Reading text.
-*-

Our next question comes from the line of Sam Margolin with Wolfe Research.
Apologies if this is a little early, but I want to ask about 2024 capital if I can and maybe focus on Willow. There should be a natural tailwind in capital because the step-up in Willow is less than the Port Arthur payment. But I just wanted to see if there's anything we should know about project life cycle at Willow that creates a different shape of spend over the development for '24.
Thanks, Sam. It's Dominic here. So it is a bit early for us to be talking about 24%, but there hasn't really been any change since -- to the long-term framework we've had and what we talked about at AIM back in April. We showed there an expected capital range depending on how oil prices and inflation was trending. Given that WTI is back to around $80 and the forward curve is about there as we have been anticipating, frankly, we'd expect to be at the higher end of that range that we talked about back in April. So a similar capital level for next year to this year. I think one other dimension I'll talk about is how much growth in the Lower 48, what amount of growth do we need as a company do we want. Well, that's always an outcome of a plan. We're always focused on returns, of course, returns on and of capital. But one of the things we're looking at next year is do we keep Lower 48 relatively flat, it's performing very well this year, or do we add a little bit of activity. That's one of the things we're thinking about. In terms of the longer cycle capital, yes, LNG spend is -- will be rolling off from this year over the next few years just as Willow picks up. We expect our longer-cycle capital to average around $2 billion, pretty flat for the next few years here. So that would probably give you the pointers in terms of the general direction for next year. It's like I said, it's pretty early, but that gives you a good sense of where our heads are at on that. So...
Understood. And this is a follow-up on your point on Lower 48 and particularly sort of the phasing of your development because now with Mexico Pacific, and Port Arthur, you've got quite a bit of evacuation from North America for gas. It integrates with your marketing team and through the supply agreement, which you talked about the AIM. And I wonder if -- thinking about those projects and their impact on maybe even NPV of your -- of some of your Permian positions with respect to realizations is a factor or if these are evaluated for you totally separately.
Yes. I mean we don't really relate those investments specifically and directly, but it's obviously all helpful in terms of demand for North American gas. So that's in our minds, certainly as we think about the overall value equation of LNG in North America.
Our next question comes from the line of Devin McDermott with Morgan Stanley.
So I wanted to build on what Sam was asking about, some of the comments you made just on inflation or deflation trends. You had some benchmarks baked into the multiyear guidance at the investor meeting earlier this year. We've seen some signs of deflation in U.S. shale and some still rising costs in other pockets internationally. On a net basis across your portfolio, I was wondering if you could talk a little bit about the trends you're seeing here in the back half of '23 and then how that plays into the 2024 outlook to the extent you can comment.

-*-

Raw records.
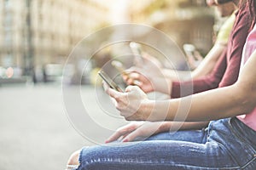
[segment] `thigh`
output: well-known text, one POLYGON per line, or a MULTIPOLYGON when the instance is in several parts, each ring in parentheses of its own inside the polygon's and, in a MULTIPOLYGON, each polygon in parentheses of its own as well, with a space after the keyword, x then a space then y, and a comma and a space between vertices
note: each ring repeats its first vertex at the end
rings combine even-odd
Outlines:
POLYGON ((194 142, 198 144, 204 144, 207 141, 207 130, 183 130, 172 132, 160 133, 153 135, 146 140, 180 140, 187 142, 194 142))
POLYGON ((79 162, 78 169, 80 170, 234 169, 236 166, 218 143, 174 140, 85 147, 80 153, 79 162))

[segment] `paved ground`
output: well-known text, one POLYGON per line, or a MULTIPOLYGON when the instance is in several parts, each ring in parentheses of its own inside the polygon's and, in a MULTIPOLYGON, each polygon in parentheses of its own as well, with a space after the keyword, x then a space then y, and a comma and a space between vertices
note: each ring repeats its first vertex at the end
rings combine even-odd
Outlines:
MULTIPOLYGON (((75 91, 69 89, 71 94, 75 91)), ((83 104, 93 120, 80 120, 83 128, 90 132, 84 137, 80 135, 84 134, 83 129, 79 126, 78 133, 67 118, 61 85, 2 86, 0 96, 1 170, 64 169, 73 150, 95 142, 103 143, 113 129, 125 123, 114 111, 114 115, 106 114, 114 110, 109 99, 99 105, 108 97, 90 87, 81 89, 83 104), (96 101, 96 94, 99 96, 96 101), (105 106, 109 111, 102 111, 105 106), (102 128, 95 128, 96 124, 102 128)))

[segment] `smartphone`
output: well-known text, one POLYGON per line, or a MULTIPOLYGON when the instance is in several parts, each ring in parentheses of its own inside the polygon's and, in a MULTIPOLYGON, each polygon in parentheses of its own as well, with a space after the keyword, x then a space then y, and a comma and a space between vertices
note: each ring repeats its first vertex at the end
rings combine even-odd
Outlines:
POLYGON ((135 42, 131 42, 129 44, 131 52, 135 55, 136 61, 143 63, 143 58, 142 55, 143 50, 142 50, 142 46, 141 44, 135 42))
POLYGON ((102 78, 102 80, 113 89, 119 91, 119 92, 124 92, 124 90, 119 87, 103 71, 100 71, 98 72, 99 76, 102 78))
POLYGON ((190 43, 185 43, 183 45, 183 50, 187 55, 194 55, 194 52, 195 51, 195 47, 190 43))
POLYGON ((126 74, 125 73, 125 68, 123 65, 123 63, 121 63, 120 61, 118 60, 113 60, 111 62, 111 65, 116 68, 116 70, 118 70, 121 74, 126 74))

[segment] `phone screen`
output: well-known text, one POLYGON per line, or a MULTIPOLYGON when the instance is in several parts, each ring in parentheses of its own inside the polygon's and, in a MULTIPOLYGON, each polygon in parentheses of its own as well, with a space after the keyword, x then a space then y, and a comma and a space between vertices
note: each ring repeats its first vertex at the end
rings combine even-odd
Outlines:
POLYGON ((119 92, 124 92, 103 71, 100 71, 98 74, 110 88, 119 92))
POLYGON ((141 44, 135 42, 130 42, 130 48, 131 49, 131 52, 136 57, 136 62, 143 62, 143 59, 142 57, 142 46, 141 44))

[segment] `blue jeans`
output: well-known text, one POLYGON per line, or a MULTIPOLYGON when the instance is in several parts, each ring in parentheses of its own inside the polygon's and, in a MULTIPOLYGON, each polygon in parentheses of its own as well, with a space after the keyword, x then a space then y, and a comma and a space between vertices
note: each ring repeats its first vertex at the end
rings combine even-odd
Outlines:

-*-

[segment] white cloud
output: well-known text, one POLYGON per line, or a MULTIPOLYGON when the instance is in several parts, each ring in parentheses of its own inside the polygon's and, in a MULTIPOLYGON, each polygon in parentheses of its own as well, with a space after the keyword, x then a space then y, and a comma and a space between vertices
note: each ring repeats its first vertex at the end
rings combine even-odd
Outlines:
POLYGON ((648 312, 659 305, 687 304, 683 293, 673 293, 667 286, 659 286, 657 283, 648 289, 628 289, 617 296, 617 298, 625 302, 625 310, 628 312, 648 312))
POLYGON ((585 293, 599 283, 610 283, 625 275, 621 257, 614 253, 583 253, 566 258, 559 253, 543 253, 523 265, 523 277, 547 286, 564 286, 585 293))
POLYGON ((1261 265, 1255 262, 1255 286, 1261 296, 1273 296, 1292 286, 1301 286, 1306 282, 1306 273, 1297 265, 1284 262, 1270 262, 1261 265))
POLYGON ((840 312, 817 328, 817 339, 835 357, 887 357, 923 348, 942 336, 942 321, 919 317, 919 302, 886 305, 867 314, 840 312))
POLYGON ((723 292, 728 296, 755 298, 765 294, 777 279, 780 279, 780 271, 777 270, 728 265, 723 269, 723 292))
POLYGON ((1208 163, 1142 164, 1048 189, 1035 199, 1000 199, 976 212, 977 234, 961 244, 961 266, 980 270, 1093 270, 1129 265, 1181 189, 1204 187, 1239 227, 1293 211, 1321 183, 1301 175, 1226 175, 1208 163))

-*-

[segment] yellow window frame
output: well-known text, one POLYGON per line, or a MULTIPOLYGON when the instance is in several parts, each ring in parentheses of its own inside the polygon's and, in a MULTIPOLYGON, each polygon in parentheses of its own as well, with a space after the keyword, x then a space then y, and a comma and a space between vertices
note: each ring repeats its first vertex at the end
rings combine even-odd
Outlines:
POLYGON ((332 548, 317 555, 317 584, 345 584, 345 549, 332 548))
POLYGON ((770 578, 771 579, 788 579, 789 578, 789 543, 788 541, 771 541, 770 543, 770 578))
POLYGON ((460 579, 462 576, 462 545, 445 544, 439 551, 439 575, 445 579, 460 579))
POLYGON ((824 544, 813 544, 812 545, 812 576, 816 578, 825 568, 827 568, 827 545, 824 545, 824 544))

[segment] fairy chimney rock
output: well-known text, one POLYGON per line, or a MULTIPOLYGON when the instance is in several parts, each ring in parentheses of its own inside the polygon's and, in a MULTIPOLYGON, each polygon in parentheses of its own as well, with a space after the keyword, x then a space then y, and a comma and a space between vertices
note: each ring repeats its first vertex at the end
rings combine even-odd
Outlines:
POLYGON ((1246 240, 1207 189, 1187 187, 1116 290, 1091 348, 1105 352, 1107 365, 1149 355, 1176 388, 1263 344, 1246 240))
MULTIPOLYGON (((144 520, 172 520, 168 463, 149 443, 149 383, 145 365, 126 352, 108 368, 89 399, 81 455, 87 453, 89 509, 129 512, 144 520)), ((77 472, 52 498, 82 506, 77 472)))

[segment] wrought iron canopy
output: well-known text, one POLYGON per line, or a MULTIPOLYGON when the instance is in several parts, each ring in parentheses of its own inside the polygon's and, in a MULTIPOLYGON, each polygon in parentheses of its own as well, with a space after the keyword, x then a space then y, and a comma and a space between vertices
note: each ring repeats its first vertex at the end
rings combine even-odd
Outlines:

-*-

The request. From the earnings call transcript, write out the passage from "Understood. And this" to "with Morgan Stanley." word for word.

Result for this task.
Understood. And this is a follow-up on your point on Lower 48 and particularly sort of the phasing of your development because now with Mexico Pacific, and Port Arthur, you've got quite a bit of evacuation from North America for gas. It integrates with your marketing team and through the supply agreement, which you talked about the AIM. And I wonder if -- thinking about those projects and their impact on maybe even NPV of your -- of some of your Permian positions with respect to realizations is a factor or if these are evaluated for you totally separately.
Yes. I mean we don't really relate those investments specifically and directly, but it's obviously all helpful in terms of demand for North American gas. So that's in our minds, certainly as we think about the overall value equation of LNG in North America.
Our next question comes from the line of Devin McDermott with Morgan Stanley.